STUDY TEXT: Begin

On the weekends, however, I like to do an outside run. It is really a rather different experience in that I use some alternate muscles when running on the ground. Yet other important differences obtain. I have to pay more attention as I run. Traffic patterns, and sidewalk and road hazards warrant attention, as well as the especial need to negotiate people who are travelling in the same direction as me.

Last Saturday I was running down Weber Street, and crossed Franklin, at which point I usually turn left and run a couple of blocks before ducking into a cemetery, a soothing stretch in my run. As I ran toward my intersection, I saw the light go green in my favour, with a walk light to boot. I looked ahead and saw a woman in the right (turning) lane coming toward me. I have learned that you want to ensure you make eye contact in such cases. She saw me, and I kept an eye on her as I sprinted across the street. She glared at me. I suspect it was because I was slowing down her turn. Unfortunately, I understand her impatience. I experience it when I drive.

There is something about getting in a car that ratchets up my hurry-up gene. I have told colleagues that when I drive to work, I arrive with my shoulders tight, my brain a little frazzled, and my blood pressure seemingly raised. But when I catch a ride, take the bus, or walk I arrive relaxed and ready to begin (or end) the day with more equanimity. I experience myself differently in a vehicle. I am often uptight, anxious and impatient – having experienced anything and everything in my way as a hazard and/or an annoyance. In the middle of winter, when I have to wait for pedestrians, I have to remind myself that I am safely ensconced in a few thousand pounds of protection that is temperature controlled, and the poor shmuck on the street is navigating puddles, or snow-banks, or howling winds with a few layers of protection. I have to remind myself that I can afford to take a deep breath and show a little kindness.

There have been news stories this last while about sidewalk-free neighbourhoods protesting the planned implementation of walk-friendly streets. At one level, I can understand this. Walkers can be erratic, and some are even in-your-face bold. But a refusal to address the fact that most of us will one day necessarily need to be able to walk to public transport seems naïve at best, and willfully belligerent at worst. This refusal, at a deeper level, bespeaks a deliberate rejection of empathy; an unwillingness to experience the street in the shoes of people on the street; knowing what it means to be the little guy in the fight.

STUDY TEXT: End
SUPPLIED ENTRIES: Begin

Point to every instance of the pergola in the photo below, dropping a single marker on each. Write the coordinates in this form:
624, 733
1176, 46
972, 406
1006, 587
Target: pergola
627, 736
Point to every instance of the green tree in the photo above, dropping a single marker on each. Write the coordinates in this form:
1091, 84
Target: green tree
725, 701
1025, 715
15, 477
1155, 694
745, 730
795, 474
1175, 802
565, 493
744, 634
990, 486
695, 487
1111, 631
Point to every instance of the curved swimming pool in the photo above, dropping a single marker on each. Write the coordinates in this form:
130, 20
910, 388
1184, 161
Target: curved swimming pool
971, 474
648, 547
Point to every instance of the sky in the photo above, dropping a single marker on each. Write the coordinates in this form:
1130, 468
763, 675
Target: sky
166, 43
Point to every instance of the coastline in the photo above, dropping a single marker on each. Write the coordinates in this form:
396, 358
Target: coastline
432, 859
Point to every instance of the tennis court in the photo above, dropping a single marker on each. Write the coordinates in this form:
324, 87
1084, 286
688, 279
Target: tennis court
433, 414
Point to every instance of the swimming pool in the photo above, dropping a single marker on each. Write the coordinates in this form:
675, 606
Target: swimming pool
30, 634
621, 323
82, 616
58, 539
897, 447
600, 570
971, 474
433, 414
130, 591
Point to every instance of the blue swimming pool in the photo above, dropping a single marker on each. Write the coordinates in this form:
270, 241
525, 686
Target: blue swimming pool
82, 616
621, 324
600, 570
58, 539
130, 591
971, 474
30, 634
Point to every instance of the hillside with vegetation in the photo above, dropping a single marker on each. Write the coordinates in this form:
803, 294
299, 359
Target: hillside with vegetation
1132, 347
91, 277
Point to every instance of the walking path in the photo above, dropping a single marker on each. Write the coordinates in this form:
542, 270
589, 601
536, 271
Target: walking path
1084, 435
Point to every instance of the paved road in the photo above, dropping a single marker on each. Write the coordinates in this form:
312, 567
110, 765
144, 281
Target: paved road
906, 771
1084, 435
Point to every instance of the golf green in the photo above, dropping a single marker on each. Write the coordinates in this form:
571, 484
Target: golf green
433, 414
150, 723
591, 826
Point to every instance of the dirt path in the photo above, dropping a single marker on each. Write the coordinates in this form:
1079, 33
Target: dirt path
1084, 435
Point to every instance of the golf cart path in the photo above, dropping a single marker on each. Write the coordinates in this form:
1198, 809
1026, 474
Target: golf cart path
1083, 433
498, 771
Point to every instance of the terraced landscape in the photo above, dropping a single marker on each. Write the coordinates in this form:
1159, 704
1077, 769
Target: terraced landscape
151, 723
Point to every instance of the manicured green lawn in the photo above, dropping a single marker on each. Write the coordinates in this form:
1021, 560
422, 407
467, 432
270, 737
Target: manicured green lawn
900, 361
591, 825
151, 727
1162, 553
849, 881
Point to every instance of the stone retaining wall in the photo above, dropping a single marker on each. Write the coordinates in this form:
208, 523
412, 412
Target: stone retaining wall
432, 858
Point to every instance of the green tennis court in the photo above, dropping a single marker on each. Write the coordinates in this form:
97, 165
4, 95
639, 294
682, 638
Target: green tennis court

SUPPLIED ENTRIES: End

## ACTIONS TO TAKE
A) Write out, word for word, the part of the passage on running and driving that opens with the words containing "On the weekends, however, I" and closes with "direction as me.".
B) Continue the passage on running and driving from the point where it stops.

## OUTPUTS BY TASK
A)
On the weekends, however, I like to do an outside run. It is really a rather different experience in that I use some alternate muscles when running on the ground. Yet other important differences obtain. I have to pay more attention as I run. Traffic patterns, and sidewalk and road hazards warrant attention, as well as the especial need to negotiate people who are travelling in the same direction as me.

B)
Drivers, it might be said, are an individual manifestation of the cult of efficiency run amok. The person before me no longer represents a relationship to be negotiated, but a problem to be solved. Of course, I am really transferring my shallowness and impatience onto other drivers, whom I only know from a glance or two (or worse yet from no glances) in my direction. For all I know, their driving might be attributed to a hard hospital visit, or a troubling performance review, or a fight with their partner, etc. But then again, such factors are really an argument in favour of a broader access to public transit – an argument, alas, which may well fall on deaf ears since many of us, I think, prefer the private character of our cars to the “public” of public transit.

I suppose both the private car and the public transit represent seemingly innocent answers to the innocent question: how do we get around? But we cannot afford to ignore that this seemingly benign question is sometimes answered in a malign modality that shape us in ways unaware. At the end of the day, cars more often than not enforce a self-enclosed subject who engages his or her surroundings via the mediating power of a car, while a walker or jogger, or such has a more intimate relationship with her or his environs.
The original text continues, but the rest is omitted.